→ **What is needed**: Copy everything in the data below from the line containing "the dark shaded" down to the line containing "[[311, 102]]", including both of those lines, and keep every character unchanged.

[start]

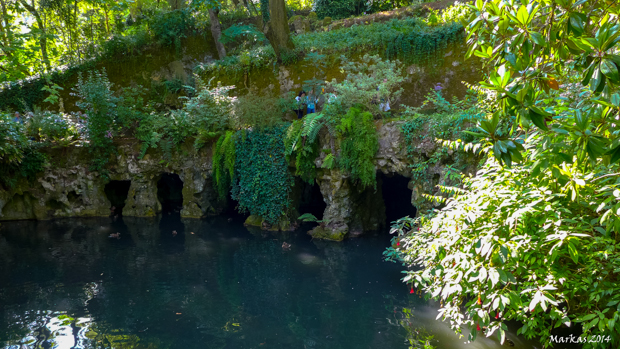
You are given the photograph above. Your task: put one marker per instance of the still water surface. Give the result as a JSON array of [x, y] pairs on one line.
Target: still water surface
[[215, 284]]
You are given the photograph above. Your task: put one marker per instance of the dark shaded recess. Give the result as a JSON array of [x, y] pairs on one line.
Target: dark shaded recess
[[397, 197], [170, 193], [312, 200], [116, 192]]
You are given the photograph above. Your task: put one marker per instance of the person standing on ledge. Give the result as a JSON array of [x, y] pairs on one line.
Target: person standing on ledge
[[311, 102]]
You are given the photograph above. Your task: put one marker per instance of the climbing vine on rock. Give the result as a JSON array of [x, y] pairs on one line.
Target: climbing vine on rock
[[360, 143], [224, 163], [300, 140], [262, 182]]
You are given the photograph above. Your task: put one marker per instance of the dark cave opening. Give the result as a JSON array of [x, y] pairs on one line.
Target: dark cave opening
[[170, 193], [396, 196], [116, 192], [311, 200]]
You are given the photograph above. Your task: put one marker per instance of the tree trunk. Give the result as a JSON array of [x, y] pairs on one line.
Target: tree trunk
[[277, 31], [43, 37], [216, 30]]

[end]

→ **Expected answer**:
You are given the photograph above. Your task: put one marker per instance of the dark shaded recess. Give the result as a JSON array of [x, y] pairs on one line.
Target: dark shaded recess
[[397, 197], [170, 193], [312, 200], [116, 192]]
You are given the photograph above. Your task: put one marker per instance of the person standing on ledge. Give the result as a JSON array of [x, y] pairs on one line.
Target: person standing on ledge
[[311, 102]]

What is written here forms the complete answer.